» Consegna scritta A:
Rispondi alle seguenti domande sul brano relativo all'impianto di acquacoltura della società Agroittica:
(i) In quale data la Provincia di Padova ha emesso il provvedimento presidenziale di diniego?
(ii) In quale udienza l'affare è stato trattenuto in decisione?
(iii) A quale tipo di allevamento erano destinate le opere della nuova istanza di autorizzazione?

1. La Società Agroittica Veneta srl (in seguito “Agroittica”), che aveva ottenuto l’autorizzazione ambientale per la realizzazione del primo stralcio di un progetto d’impianto destinato all’acquacoltura nel territorio del Comune di Carmignano di Brenta (bacino boschi di Camazzola), impugnava avanti al Tar del Veneto il diniego opposto dalla Provincia di Padova, con provvedimento presidenziale del 26 gennaio 1995, n. 64571/92/1947, alla richiesta di autorizzazione ambientale ex articolo 7 legge 1497/39 per l’esecuzione del secondo stralcio.
Il primo giudice, con la sentenza specificata in epigrafe, dopo aver estromesso dal giudizio il Comune di Carmignano di Brenta perché estraneo alla materia del contendere, accoglieva il gravame, annullando per l’effetto il suddetto diniego.
2. Avverso la decisione interponeva appello la Provincia di Padova, deducendone l’erroneità e domandandone la riforma.
Resisteva la Agroittica, promuovendo altresì appello incidentale.
3. Con decisione interlocutoria 1061/03 la Sezione ordinava incombenti istruttori.
4. All’udienza del 9 marzo 2004 l’affare era trattenuto in decisione.
5. Per un’esatta intelligenza dell’oggetto del contendere giova premettere in fatto che, con il precedente provvedimento di autorizzazione prot. n. 13662/90/671 del 27 settembre 1990, la Provincia appellante aveva consentito alla Agroittica di eseguire la prima parte di un intervento, finalizzato alla sistemazione ambientale di un’area recuperata per l’acquacoltura, prevedendo espressamente l’effettuazione di ulteriori verifiche sullo stato dei luoghi all’esito dell’escavazione di mc. 445.000 per mq. 71.200.
6. Una volta terminati i lavori in parola, l’Agroittica inoltrava alla Provincia di Padova un’istanza di rilascio di una nuova autorizzazione per la realizzazione di opere funzionali all’allevamento di salmonidi in gabbie galleggianti.
7. La Provincia di Padova, con l’atto impugnato in primo grado, negava l’assenso invocato avendo ritenuto che dall’intervento, relativo ad una superficie di mq. 93.000 per un volume da scavare di mc. 581.250, potesse derivare un grave pregiudizio all’ambiente «per la modificazione della falda freatica e quindi dei regimi idraulici dell’area di intervento, nonché richiamato l’articolo 13 dell(e) Nta del vigente Ptrc, per il possibile inquinamento derivante dall’attività di acquicoltura in relazione alle esistenti opere di prese acquedottistiche».

» Consegna scritta B: Disponi in un elenco JSON di stringhe tutte le voci, dalla riga che contiene "bbox: dirt ground" fino alla fine delle voci, estremi compresi. Scrivi una stringa per ogni riga e tralascia le righe vuote.

Voci con riquadri di delimitazione:

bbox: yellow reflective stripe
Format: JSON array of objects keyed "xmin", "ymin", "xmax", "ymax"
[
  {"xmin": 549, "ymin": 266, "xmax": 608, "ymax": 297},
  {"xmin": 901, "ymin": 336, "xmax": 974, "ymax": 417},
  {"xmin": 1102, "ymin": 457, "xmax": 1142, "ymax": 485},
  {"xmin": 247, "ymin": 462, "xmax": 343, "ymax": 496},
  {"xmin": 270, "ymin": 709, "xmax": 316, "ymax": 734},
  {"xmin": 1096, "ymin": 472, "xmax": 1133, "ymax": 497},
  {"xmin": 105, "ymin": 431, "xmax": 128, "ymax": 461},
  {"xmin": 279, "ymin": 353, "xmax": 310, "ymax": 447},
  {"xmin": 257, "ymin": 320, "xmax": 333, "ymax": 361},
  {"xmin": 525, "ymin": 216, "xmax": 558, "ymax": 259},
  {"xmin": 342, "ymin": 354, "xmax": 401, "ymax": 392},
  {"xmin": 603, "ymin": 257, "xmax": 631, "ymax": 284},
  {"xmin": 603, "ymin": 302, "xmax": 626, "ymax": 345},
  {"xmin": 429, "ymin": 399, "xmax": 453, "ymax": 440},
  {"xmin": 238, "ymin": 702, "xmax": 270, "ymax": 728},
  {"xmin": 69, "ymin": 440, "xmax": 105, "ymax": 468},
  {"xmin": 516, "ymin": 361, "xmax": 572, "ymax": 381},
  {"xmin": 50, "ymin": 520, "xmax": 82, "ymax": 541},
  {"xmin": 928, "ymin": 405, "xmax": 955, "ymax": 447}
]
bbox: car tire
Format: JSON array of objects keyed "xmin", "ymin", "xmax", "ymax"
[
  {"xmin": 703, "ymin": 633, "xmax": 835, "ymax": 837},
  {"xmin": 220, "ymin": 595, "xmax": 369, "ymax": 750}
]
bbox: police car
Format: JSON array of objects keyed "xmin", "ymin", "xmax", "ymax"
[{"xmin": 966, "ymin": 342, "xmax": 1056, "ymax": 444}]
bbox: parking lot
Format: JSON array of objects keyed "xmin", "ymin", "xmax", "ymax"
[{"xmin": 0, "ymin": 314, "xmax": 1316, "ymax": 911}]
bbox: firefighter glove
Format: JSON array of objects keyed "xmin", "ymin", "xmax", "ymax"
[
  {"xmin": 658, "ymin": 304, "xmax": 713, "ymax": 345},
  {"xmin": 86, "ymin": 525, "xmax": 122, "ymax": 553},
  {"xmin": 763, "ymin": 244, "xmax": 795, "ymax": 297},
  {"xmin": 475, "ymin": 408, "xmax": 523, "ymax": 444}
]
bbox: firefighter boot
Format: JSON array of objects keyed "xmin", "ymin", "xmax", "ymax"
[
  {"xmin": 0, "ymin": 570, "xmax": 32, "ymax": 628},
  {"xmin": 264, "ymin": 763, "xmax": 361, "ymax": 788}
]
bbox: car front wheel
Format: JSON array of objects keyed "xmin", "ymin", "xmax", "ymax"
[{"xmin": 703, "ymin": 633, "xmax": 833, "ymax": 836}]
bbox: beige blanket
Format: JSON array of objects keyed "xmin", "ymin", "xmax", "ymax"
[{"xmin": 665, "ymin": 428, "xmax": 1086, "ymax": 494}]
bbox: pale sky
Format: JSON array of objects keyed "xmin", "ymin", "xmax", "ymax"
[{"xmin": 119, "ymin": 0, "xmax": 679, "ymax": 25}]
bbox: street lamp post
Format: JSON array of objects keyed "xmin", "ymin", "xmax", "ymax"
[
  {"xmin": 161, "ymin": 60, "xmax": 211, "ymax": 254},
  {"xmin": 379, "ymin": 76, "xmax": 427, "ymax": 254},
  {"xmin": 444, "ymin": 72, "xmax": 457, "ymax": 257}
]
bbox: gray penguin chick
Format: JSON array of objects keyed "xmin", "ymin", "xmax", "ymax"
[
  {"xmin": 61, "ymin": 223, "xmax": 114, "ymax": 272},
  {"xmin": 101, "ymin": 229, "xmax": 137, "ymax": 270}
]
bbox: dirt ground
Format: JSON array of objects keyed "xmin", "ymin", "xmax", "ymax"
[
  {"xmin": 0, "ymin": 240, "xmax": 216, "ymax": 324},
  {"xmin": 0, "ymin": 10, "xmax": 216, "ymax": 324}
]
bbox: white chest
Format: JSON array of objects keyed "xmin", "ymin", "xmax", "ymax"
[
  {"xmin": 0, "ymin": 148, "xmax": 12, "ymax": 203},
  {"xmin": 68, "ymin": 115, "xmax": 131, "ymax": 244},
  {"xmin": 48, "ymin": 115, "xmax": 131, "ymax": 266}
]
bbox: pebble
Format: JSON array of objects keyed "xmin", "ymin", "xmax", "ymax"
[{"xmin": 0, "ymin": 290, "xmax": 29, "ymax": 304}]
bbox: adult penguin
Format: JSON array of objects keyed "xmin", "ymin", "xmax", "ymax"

» Risposta corretta A:
(i) La Provincia di Padova ha emesso il provvedimento presidenziale di diniego il 26 gennaio 1995.
(ii) L'affare è stato trattenuto in decisione all'udienza del 9 marzo 2004.
(iii) Le opere erano destinate all'allevamento di salmonidi in gabbie galleggianti.

» Risposta corretta B:
[
  "bbox: dirt ground",
  "Format: JSON array of objects keyed \"xmin\", \"ymin\", \"xmax\", \"ymax\"",
  "[",
  "  {\"xmin\": 0, \"ymin\": 240, \"xmax\": 216, \"ymax\": 324},",
  "  {\"xmin\": 0, \"ymin\": 10, \"xmax\": 216, \"ymax\": 324}",
  "]",
  "bbox: white chest",
  "Format: JSON array of objects keyed \"xmin\", \"ymin\", \"xmax\", \"ymax\"",
  "[",
  "  {\"xmin\": 0, \"ymin\": 148, \"xmax\": 12, \"ymax\": 203},",
  "  {\"xmin\": 68, \"ymin\": 115, \"xmax\": 131, \"ymax\": 244},",
  "  {\"xmin\": 48, \"ymin\": 115, \"xmax\": 131, \"ymax\": 266}",
  "]",
  "bbox: pebble",
  "Format: JSON array of objects keyed \"xmin\", \"ymin\", \"xmax\", \"ymax\"",
  "[{\"xmin\": 0, \"ymin\": 290, \"xmax\": 29, \"ymax\": 304}]",
  "bbox: adult penguin",
  "Format: JSON array of objects keyed \"xmin\", \"ymin\", \"xmax\", \"ymax\""
]